● **Page extract**:
Little else is known about George Decimus Reed, Harriet McKay, and Louisa Reed.

=== Education ===
With the support of his aunt and uncle, Hayter Reed attended Upper Canada College and the Model Grammar School in Toronto and thereafter attended the School of Military Instruction in Kingston, Canada West.

== Career ==

=== Military service ===
Having graduated in 1865, Hayter Reed aligned himself with the military service of Canada. On 15 June 1866, he joined the 14th Battalion Volunteer Militia Rifles, Canada, and immediately thereafter he was appointed drill instructor. In 1868, he was elected adjutant and later captain with that corps and successfully assumed each position until his next commission in 1870 as a brigade major. In 1871, Reed was transferred to Fort Garry where he assumed garrison duties along with the troops stationed there and remained until its disbandment in 1878.

=== Legal service ===
During that time, he studied law and was subsequently called to the Manitoba Bar in 1871. In 1879, Hayter Reed served as a notary public in Prince Albert, North-West Territories.

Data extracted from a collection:
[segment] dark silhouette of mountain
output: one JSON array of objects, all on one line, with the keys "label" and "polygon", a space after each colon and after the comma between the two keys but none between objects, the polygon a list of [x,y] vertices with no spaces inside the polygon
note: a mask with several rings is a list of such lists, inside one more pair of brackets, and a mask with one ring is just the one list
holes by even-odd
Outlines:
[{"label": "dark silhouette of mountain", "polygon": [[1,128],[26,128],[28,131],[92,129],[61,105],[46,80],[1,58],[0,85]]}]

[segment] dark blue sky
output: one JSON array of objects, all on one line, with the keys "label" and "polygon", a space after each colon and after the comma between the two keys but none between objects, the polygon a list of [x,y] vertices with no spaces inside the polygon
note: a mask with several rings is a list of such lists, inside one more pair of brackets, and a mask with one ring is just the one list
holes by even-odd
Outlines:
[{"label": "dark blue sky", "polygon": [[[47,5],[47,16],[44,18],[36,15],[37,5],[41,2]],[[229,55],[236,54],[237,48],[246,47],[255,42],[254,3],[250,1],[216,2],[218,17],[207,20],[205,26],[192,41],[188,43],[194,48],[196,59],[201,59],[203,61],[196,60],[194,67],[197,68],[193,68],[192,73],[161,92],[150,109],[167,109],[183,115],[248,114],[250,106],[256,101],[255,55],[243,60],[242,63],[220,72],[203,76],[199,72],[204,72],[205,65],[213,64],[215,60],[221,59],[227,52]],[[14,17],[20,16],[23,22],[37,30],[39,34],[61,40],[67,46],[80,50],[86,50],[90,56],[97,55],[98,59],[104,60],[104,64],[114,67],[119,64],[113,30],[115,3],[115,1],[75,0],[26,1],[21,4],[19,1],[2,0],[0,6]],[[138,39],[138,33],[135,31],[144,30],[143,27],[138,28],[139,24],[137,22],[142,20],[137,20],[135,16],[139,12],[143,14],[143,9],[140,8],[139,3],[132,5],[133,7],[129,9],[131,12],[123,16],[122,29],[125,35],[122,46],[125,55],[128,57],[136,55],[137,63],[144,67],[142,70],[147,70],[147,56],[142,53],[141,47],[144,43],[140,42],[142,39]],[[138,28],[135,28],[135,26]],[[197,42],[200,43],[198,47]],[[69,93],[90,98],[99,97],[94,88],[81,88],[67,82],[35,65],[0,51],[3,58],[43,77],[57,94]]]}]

● **How to complete this task**:
Reproduce the passage of the Hayter Reed text above from "Little else is" to "Kingston, Canada West.".

● **Solved problem**:
Little else is known about George Decimus Reed, Harriet McKay, and Louisa Reed.

=== Education ===
With the support of his aunt and uncle, Hayter Reed attended Upper Canada College and the Model Grammar School in Toronto and thereafter attended the School of Military Instruction in Kingston, Canada West.